_TASK DIRECTIONS_: Copy out the material below line for line, with every character left unchanged.

***** TASK MATERIAL *****

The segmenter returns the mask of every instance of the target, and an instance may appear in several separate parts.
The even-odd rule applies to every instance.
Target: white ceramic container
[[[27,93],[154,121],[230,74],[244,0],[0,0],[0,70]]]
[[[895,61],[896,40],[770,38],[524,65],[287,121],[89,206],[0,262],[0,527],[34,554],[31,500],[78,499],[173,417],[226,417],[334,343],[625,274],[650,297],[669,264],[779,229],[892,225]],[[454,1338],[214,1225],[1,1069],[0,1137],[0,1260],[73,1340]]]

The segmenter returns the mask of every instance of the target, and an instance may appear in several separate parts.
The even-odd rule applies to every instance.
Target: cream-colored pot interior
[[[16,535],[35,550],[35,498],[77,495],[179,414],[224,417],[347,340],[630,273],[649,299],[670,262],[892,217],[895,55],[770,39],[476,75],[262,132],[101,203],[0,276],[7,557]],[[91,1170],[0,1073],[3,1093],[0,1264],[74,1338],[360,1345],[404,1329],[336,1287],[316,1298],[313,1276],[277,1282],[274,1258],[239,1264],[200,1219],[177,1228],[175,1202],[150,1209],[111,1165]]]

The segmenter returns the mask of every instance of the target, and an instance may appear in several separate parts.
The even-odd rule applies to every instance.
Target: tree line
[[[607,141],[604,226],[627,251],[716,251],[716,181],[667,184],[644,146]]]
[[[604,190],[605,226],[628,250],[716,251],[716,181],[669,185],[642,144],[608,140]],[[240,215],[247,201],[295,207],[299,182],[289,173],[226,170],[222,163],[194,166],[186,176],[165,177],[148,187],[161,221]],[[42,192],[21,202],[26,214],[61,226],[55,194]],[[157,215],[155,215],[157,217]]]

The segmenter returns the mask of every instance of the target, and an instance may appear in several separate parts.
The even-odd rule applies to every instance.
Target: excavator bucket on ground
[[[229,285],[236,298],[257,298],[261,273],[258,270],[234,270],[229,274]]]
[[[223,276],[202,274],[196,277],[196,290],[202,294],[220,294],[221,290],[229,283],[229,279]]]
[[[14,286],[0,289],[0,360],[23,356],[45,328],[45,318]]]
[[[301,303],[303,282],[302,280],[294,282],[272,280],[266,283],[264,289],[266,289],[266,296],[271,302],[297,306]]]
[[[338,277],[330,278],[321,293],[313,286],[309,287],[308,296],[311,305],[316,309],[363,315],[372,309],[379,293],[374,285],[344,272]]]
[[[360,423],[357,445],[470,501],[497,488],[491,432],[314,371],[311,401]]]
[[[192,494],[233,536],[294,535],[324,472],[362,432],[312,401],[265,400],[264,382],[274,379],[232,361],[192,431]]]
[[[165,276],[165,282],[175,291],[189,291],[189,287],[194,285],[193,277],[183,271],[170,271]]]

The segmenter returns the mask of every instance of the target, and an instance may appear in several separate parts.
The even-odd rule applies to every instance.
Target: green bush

*****

_THE RESPONSE_:
The segmenter returns the mask of every instance of the target, and an instance may appear in several separate parts.
The even-odd rule applies to every instance.
Target: white ceramic container
[[[27,93],[154,121],[230,74],[244,0],[0,0],[0,70]]]
[[[895,61],[896,40],[770,38],[524,65],[287,121],[89,206],[0,262],[0,527],[34,554],[31,500],[78,499],[173,417],[226,417],[334,343],[625,274],[650,297],[669,264],[779,229],[892,225]],[[454,1338],[214,1225],[1,1069],[0,1137],[0,1260],[73,1340]]]

The segmenter returns the mask of every instance of the target, and an instance may appear in several separate parts.
The even-odd rule applies to every instance.
Target: cream-colored pot interior
[[[16,535],[35,550],[35,498],[77,495],[179,414],[224,417],[347,340],[630,273],[649,299],[670,262],[892,217],[895,55],[770,39],[476,75],[262,132],[101,203],[0,276],[7,557]],[[91,1170],[0,1073],[3,1093],[0,1264],[74,1338],[360,1345],[404,1329],[336,1287],[316,1298],[313,1276],[277,1282],[274,1258],[239,1264],[200,1219],[177,1228],[175,1202],[150,1209],[111,1165]]]

The segmenter returns the mask of every instance of the target, and an instance may appear in several separate parts.
The even-odd rule applies to every instance.
Target: tree line
[[[607,141],[604,226],[627,251],[716,251],[716,181],[667,184],[644,146]]]
[[[604,190],[605,226],[628,250],[716,251],[716,181],[669,185],[642,144],[608,140]],[[240,215],[247,201],[295,207],[299,182],[289,173],[226,170],[222,163],[194,166],[186,176],[165,177],[148,187],[161,221]],[[42,192],[21,202],[26,214],[61,226],[55,194]],[[157,215],[155,215],[157,217]]]

The segmenter returns the mask of every instance of the target, and an instance may appear in several separate parts.
The even-odd rule applies to every instance.
Target: excavator bucket on ground
[[[229,285],[236,298],[257,298],[261,273],[258,270],[234,270],[229,274]]]
[[[223,276],[202,274],[196,277],[196,290],[202,294],[220,294],[221,290],[229,283],[229,279]]]
[[[14,286],[0,289],[0,360],[23,356],[45,328],[45,318]]]
[[[301,303],[303,282],[302,280],[294,282],[272,280],[266,283],[264,289],[266,289],[266,296],[271,302],[297,306]]]
[[[338,277],[330,278],[321,293],[313,286],[309,287],[308,296],[311,305],[316,309],[363,315],[372,309],[379,293],[374,285],[344,272]]]
[[[360,423],[357,445],[470,501],[497,488],[491,432],[314,371],[311,401]]]
[[[192,494],[233,536],[294,535],[324,472],[362,432],[312,401],[265,400],[264,382],[274,379],[232,361],[192,431]]]
[[[165,276],[165,282],[175,291],[189,291],[189,287],[194,285],[193,277],[183,271],[170,271]]]

The segmenter returns the mask of every instance of the target, and an instance may appear in several separate parts.
The even-odd rule applies to every instance.
Target: green bush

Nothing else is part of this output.